• _Requirements_
Rewrite the records below, beginning at the line that has "Objective — for every instance of the black flat" and stopping after the line that has "[[41, 262]]", with each request kept unchanged. In the answers, shift every coordinate by adding 46 to it.

• _Data for processing_
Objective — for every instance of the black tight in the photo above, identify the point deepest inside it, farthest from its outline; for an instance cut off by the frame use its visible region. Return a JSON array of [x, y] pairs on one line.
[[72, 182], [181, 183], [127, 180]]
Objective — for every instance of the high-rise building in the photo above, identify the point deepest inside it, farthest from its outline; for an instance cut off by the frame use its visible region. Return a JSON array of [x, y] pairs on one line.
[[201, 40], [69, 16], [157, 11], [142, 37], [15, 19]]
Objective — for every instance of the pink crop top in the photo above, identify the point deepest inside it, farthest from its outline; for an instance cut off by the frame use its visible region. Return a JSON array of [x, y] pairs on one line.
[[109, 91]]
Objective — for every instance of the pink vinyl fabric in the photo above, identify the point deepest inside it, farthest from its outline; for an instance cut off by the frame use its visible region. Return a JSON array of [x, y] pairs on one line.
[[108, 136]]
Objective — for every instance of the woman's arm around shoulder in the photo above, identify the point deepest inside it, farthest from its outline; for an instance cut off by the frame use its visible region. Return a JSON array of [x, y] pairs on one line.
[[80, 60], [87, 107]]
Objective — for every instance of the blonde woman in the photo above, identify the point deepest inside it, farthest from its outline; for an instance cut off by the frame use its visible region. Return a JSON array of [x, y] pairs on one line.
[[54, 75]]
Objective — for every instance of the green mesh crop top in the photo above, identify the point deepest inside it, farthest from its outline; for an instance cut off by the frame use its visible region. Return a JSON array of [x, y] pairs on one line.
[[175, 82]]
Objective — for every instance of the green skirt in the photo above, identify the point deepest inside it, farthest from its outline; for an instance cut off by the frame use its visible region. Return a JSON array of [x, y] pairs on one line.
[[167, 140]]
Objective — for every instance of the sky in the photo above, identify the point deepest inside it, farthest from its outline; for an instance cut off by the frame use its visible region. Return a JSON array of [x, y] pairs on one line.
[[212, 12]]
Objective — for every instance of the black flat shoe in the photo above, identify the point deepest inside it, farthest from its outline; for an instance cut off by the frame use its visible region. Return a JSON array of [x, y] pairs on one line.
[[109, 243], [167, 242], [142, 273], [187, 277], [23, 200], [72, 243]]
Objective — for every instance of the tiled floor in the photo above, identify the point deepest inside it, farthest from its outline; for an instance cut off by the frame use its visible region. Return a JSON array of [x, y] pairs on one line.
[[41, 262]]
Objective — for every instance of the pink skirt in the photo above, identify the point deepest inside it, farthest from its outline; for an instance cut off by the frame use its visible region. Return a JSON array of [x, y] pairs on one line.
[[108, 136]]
---
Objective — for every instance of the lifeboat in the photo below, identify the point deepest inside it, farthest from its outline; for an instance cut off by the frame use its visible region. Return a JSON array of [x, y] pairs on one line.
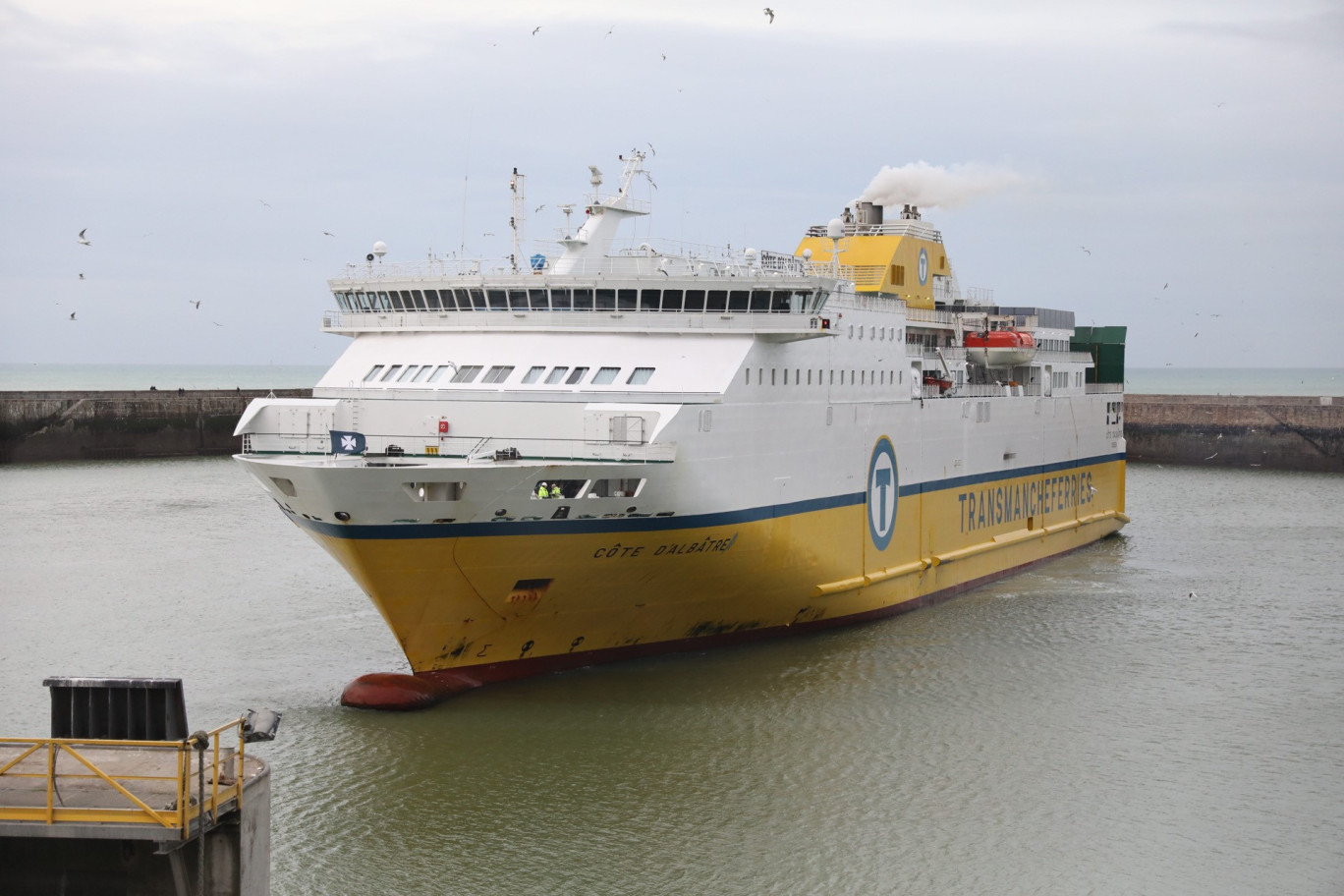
==
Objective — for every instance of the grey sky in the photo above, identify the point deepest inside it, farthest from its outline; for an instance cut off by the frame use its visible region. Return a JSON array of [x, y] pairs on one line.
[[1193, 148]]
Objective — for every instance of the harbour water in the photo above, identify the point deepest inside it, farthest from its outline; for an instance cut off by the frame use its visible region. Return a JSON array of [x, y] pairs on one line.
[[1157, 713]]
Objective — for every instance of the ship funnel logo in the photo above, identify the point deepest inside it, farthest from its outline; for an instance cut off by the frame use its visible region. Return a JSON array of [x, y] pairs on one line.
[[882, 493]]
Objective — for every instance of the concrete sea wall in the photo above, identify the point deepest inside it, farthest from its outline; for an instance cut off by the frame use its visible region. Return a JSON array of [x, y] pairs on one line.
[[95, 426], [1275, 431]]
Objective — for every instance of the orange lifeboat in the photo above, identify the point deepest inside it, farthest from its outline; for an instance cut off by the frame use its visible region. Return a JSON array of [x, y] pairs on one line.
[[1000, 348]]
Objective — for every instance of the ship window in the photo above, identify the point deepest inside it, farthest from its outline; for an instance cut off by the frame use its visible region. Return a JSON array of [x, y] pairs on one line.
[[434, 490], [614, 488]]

• _Reply to the exercise_
Objective — for every instance of the black flat shoe in the photo above, identify the point deepest inside it, farthest from its outline; for an instance cut off by the frame use its visible region. Return a JSON array of [x, y] pairs on one line.
[[155, 289], [213, 288], [188, 319], [233, 323], [69, 246], [118, 289]]
Objective — for every instance of the tiled floor in the photo above, identify the point deepest inside it, farthest from its outline; for an instance cut off by the frame use its visible region. Return a JSON array of [x, y] pairs on one line.
[[87, 308]]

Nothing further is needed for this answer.